__Exercise__. Convert each line of the entries below into a Markdown table with the columns "Row" and "Text", numbering the rows and skipping blank lines. Leave the pictures out of the table.

Items listed in a dataset:
BEGIN
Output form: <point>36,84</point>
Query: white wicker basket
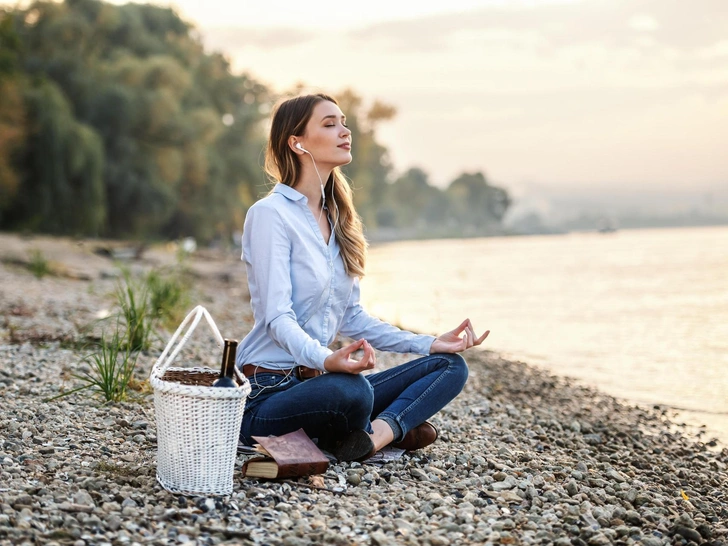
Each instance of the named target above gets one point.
<point>197,425</point>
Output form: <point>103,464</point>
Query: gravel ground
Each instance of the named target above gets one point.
<point>523,458</point>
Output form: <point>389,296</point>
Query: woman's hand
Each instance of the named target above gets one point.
<point>451,342</point>
<point>340,362</point>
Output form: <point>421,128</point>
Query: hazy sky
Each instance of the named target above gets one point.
<point>557,94</point>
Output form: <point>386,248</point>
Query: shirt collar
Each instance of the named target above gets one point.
<point>289,192</point>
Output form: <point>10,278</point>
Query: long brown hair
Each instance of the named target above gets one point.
<point>282,165</point>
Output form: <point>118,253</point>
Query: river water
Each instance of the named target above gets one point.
<point>639,314</point>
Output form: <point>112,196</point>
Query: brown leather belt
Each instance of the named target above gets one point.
<point>301,372</point>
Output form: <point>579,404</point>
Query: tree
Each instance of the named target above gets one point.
<point>476,203</point>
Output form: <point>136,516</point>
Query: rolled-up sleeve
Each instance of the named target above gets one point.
<point>357,323</point>
<point>267,253</point>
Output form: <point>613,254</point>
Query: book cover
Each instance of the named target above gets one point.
<point>290,455</point>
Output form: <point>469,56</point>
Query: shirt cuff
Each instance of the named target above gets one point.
<point>421,344</point>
END
__Exercise output__.
| Row | Text |
|---|---|
| 1 | Output form: <point>36,84</point> |
| 2 | Query: white wicker basket |
| 3 | Each instance of the named target above gets one point. |
| 4 | <point>197,425</point> |
| 5 | Output form: <point>103,464</point> |
| 6 | Query: gravel ground |
| 7 | Each instance of the named target above gets one point. |
| 8 | <point>523,458</point> |
| 9 | Output form: <point>389,296</point> |
| 10 | Query: woman's hand |
| 11 | Each instance of the named target above gets one point. |
| 12 | <point>451,342</point> |
| 13 | <point>340,362</point> |
| 14 | Output form: <point>421,128</point> |
| 15 | Query: hazy sky |
| 16 | Each instance of the named target above gets one point. |
| 17 | <point>557,94</point> |
| 18 | Output form: <point>386,248</point> |
| 19 | Query: shirt collar |
| 20 | Each instance of the named target above gets one point. |
| 21 | <point>289,192</point> |
| 22 | Output form: <point>10,278</point> |
| 23 | Query: long brown hair |
| 24 | Each instance of the named target above gets one point. |
| 25 | <point>282,165</point> |
| 26 | Output form: <point>118,253</point> |
| 27 | Query: river water |
| 28 | Each instance of the named target above gets one point. |
| 29 | <point>639,314</point> |
| 30 | Output form: <point>112,196</point> |
| 31 | Query: brown leather belt |
| 32 | Each instance of the named target above gets one point. |
| 33 | <point>301,372</point> |
| 34 | Output form: <point>579,404</point> |
| 35 | Query: tree |
| 36 | Each instance of the named target above gets one point. |
| 37 | <point>476,203</point> |
| 38 | Output form: <point>136,516</point> |
| 39 | Query: rolled-up sleeve |
| 40 | Each instance of the named target above gets one point. |
| 41 | <point>357,323</point> |
| 42 | <point>267,253</point> |
| 43 | Output form: <point>613,254</point> |
| 44 | Query: book cover |
| 45 | Each instance of the named target above gets one point. |
| 46 | <point>290,455</point> |
| 47 | Output form: <point>469,56</point> |
| 48 | Query: shirt cuff |
| 49 | Each instance of the named target above gets one point. |
| 50 | <point>421,344</point> |